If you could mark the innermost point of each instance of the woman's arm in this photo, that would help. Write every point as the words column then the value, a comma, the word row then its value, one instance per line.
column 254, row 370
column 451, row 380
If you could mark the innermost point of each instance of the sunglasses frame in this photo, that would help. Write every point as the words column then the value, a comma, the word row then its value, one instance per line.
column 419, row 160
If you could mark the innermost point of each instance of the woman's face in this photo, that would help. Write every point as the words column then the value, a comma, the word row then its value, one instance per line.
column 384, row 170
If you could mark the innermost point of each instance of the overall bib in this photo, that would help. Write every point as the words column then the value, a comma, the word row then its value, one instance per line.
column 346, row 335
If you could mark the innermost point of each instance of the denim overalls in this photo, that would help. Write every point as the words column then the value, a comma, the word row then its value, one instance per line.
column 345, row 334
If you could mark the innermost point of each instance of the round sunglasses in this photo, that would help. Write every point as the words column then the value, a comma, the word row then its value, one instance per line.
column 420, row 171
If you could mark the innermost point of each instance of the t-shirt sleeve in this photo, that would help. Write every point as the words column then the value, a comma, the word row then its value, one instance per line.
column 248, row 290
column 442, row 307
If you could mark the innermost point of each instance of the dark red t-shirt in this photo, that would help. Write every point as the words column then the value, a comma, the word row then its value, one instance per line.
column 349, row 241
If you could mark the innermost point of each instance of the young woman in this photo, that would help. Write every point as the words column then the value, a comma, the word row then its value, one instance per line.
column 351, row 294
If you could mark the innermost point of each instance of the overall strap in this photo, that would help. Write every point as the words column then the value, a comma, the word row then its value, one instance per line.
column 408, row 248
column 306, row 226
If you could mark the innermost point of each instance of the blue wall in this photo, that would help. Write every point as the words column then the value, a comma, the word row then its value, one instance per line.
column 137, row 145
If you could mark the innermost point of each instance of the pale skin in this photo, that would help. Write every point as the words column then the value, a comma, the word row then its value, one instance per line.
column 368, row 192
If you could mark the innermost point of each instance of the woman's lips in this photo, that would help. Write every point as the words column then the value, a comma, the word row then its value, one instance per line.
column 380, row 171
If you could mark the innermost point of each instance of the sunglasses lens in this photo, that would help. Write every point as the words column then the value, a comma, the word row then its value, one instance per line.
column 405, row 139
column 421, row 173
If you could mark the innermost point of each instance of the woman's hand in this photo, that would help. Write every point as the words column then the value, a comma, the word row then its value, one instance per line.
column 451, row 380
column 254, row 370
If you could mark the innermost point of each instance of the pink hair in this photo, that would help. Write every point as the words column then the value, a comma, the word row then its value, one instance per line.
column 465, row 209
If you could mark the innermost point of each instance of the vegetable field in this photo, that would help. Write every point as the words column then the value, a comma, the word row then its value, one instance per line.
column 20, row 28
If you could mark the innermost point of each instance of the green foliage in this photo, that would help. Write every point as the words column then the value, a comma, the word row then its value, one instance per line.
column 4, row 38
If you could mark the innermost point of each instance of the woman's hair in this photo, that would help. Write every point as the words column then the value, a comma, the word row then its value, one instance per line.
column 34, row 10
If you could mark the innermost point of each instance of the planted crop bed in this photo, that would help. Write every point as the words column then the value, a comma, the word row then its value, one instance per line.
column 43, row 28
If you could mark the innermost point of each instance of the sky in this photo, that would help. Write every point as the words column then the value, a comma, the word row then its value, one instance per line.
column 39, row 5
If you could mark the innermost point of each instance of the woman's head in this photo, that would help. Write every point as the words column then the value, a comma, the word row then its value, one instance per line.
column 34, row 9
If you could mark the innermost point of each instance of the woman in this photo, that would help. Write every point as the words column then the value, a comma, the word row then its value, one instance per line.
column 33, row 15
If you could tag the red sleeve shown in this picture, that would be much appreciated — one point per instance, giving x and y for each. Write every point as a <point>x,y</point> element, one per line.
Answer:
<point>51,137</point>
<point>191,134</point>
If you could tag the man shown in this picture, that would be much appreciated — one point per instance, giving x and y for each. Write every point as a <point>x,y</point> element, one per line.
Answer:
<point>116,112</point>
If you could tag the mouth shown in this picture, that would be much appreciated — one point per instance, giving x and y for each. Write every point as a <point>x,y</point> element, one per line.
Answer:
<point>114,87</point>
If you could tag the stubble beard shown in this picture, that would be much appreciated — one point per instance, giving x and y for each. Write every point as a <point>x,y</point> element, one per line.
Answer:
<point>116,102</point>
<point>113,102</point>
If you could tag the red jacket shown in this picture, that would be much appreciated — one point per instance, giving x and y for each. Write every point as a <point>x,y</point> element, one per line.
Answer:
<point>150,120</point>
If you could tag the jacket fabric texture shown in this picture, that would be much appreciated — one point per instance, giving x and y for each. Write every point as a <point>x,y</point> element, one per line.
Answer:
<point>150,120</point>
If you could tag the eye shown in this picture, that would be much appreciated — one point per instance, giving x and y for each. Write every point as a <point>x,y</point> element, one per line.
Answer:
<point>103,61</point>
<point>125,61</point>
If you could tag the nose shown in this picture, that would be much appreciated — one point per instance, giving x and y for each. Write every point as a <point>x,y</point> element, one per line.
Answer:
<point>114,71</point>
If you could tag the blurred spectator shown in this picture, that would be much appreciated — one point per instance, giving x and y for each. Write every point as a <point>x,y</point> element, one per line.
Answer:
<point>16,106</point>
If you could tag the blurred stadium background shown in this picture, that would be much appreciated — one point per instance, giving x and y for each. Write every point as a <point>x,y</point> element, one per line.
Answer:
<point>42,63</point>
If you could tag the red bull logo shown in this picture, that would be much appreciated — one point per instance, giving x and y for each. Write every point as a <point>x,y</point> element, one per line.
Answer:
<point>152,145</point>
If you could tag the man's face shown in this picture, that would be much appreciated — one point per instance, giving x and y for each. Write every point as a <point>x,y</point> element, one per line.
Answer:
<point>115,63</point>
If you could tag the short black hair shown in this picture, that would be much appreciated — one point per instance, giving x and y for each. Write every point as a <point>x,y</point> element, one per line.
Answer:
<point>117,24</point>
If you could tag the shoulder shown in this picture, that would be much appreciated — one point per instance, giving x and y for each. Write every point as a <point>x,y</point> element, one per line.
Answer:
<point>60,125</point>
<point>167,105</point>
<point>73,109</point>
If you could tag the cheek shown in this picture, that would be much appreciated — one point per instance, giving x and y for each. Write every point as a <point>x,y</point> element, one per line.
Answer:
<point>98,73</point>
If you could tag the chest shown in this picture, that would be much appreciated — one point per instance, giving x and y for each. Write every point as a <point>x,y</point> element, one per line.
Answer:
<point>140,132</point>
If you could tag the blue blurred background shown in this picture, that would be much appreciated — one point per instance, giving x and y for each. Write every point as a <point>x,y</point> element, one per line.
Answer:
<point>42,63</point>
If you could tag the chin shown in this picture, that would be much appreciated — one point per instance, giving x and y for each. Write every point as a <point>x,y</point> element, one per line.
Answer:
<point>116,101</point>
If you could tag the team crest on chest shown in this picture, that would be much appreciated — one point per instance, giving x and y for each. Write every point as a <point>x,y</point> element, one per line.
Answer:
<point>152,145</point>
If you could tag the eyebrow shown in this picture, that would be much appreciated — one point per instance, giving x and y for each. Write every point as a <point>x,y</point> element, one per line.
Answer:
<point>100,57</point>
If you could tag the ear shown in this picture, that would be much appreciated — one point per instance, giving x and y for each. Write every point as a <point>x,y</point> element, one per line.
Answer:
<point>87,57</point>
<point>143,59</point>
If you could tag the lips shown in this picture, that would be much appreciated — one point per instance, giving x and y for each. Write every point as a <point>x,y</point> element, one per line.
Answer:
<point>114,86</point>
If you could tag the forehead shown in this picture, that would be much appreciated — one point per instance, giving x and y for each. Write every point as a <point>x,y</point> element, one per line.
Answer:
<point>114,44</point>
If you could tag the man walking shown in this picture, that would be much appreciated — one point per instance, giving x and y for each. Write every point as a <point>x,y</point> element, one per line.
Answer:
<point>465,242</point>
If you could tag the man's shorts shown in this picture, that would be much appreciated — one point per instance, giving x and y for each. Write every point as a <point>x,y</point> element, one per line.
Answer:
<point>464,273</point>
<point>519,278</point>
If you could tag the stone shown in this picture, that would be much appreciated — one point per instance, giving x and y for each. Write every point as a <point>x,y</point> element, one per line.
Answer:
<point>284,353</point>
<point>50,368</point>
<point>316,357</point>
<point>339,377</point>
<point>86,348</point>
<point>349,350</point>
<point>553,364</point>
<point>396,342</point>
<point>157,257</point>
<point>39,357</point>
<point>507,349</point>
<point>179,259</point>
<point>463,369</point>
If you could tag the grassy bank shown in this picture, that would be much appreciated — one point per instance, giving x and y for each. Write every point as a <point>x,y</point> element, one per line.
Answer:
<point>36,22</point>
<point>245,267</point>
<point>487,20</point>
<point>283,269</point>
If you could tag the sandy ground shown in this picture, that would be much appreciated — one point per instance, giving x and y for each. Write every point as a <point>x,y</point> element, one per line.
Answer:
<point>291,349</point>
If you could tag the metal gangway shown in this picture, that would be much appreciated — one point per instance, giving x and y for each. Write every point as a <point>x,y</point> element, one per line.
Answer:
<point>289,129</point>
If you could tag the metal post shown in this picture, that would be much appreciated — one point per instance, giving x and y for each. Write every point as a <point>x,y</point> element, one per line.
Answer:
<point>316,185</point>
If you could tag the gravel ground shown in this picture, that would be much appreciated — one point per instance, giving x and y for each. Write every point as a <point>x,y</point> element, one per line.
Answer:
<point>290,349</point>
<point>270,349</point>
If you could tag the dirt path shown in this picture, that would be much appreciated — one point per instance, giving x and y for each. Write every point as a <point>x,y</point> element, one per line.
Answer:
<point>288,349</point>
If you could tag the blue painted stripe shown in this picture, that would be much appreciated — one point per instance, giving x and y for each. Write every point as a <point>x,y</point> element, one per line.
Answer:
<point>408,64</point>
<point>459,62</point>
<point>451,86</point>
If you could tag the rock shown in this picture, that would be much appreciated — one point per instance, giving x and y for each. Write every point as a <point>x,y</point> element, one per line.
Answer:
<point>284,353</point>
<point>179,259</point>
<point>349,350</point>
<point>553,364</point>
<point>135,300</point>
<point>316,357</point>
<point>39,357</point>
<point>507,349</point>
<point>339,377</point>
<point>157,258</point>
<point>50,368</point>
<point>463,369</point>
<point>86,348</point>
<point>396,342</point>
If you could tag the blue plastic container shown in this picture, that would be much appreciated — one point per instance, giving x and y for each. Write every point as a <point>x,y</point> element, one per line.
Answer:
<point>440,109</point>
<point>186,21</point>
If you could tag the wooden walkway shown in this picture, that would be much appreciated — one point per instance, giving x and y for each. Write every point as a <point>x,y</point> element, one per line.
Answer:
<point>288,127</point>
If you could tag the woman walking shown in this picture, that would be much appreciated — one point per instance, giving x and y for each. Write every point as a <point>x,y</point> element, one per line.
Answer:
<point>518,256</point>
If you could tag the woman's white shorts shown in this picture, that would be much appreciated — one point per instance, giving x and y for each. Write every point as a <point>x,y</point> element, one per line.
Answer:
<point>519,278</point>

Exercise details ::
Working from the data above, extract solely the lines from the one containing "the woman's head" through the one containing "If you could tag the nose", exactly as they appear, both included.

The completed task ::
If you could mark the innermost point of each instance of the woman's head in this photo, that would help. Write every point as the words column then the value, a comma, the word row then its value, one instance per line.
column 34, row 9
If you could mark the innermost point of each instance of the woman in this photo, that would help. Write every point as the words column then the value, a comma, the word row then its value, one instance per line.
column 33, row 15
If you could tag the red sleeve shown in this picture, that would be much appreciated — one point per instance, giving x and y for each. Write every point as a <point>x,y</point> element, one per line.
Answer:
<point>51,137</point>
<point>191,134</point>
If you could tag the man shown in this picture, that would be much appreciated — one point per instance, giving x and y for each. Write every point as a <point>x,y</point> element, one per line.
Answer:
<point>116,112</point>
If you could tag the mouth shown in this picture, that would be much appreciated — one point per instance, giving x and y for each. Write every point as a <point>x,y</point> element, one per line.
Answer:
<point>114,87</point>
If you could tag the stubble beard shown in this picture, that would be much appreciated — one point per instance, giving x and y for each. Write every point as a <point>x,y</point> element, one per line.
Answer:
<point>116,102</point>
<point>113,102</point>
If you could tag the red jacket shown in this picture, that would be much appreciated — one point per instance, giving x and y for each. Write every point as a <point>x,y</point> element, one per line.
Answer:
<point>150,120</point>
If you could tag the jacket fabric texture shown in this picture, that would be much appreciated — one point per instance, giving x and y for each. Write every point as a <point>x,y</point> element, one per line.
Answer:
<point>150,120</point>
If you could tag the eye shown in this picture, that would be much appreciated — one point per instance, giving x and y for each. Write every point as a <point>x,y</point> element, one per line.
Answer:
<point>103,61</point>
<point>125,61</point>
If you could tag the nose shown in this picture, that would be much appreciated — one point per instance, giving x and y for each. Write every point as a <point>x,y</point> element, one per line.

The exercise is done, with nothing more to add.